*** Material to process Section Begins ***

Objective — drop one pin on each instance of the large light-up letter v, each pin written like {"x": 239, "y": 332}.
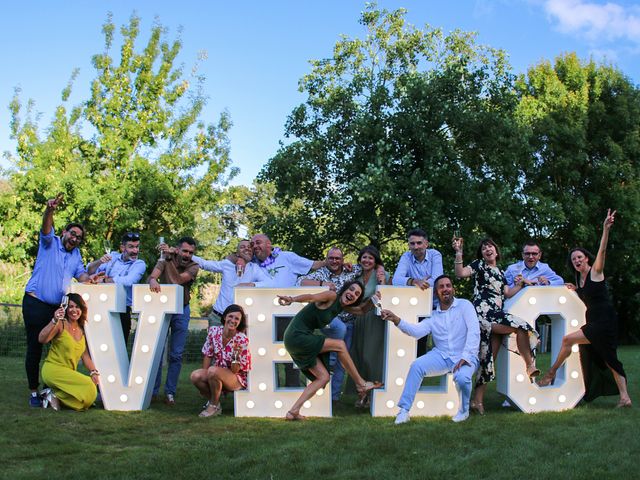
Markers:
{"x": 127, "y": 385}
{"x": 409, "y": 303}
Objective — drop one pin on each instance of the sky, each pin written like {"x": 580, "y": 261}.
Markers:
{"x": 257, "y": 50}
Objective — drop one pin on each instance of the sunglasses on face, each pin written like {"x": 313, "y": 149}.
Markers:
{"x": 131, "y": 237}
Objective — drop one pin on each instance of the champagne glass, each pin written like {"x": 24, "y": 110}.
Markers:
{"x": 160, "y": 242}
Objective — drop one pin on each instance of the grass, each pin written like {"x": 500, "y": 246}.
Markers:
{"x": 592, "y": 441}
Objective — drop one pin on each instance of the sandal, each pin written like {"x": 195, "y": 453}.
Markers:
{"x": 366, "y": 387}
{"x": 363, "y": 402}
{"x": 477, "y": 407}
{"x": 294, "y": 417}
{"x": 624, "y": 404}
{"x": 533, "y": 371}
{"x": 547, "y": 379}
{"x": 211, "y": 411}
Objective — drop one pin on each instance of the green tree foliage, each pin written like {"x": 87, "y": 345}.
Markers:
{"x": 406, "y": 127}
{"x": 583, "y": 122}
{"x": 134, "y": 156}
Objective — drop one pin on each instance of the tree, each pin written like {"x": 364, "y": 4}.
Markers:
{"x": 584, "y": 134}
{"x": 406, "y": 127}
{"x": 134, "y": 156}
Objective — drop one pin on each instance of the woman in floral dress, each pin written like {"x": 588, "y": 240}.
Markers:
{"x": 226, "y": 360}
{"x": 489, "y": 293}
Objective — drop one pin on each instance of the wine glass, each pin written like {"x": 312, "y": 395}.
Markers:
{"x": 160, "y": 242}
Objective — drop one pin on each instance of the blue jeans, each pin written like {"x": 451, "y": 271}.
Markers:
{"x": 178, "y": 329}
{"x": 339, "y": 330}
{"x": 432, "y": 364}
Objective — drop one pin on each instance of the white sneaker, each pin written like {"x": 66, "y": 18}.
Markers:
{"x": 461, "y": 416}
{"x": 402, "y": 417}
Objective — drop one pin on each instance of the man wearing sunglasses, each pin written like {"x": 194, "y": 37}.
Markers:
{"x": 531, "y": 269}
{"x": 58, "y": 261}
{"x": 123, "y": 268}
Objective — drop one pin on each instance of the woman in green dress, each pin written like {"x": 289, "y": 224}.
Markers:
{"x": 369, "y": 330}
{"x": 68, "y": 345}
{"x": 307, "y": 347}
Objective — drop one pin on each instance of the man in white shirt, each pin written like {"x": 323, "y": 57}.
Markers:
{"x": 277, "y": 268}
{"x": 456, "y": 336}
{"x": 274, "y": 268}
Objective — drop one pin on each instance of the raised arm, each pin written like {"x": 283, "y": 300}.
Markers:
{"x": 47, "y": 217}
{"x": 321, "y": 297}
{"x": 53, "y": 328}
{"x": 460, "y": 269}
{"x": 598, "y": 264}
{"x": 88, "y": 362}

*** Material to process Section Ends ***

Exercise description:
Write out exactly the lines starting with the one that holds "Objective — drop one pin on each instance of the raised" and running through the last line above.

Expected answer:
Objective — drop one pin on each instance of the raised arm, each pin written like {"x": 283, "y": 300}.
Markers:
{"x": 47, "y": 217}
{"x": 321, "y": 297}
{"x": 53, "y": 328}
{"x": 460, "y": 269}
{"x": 598, "y": 264}
{"x": 88, "y": 362}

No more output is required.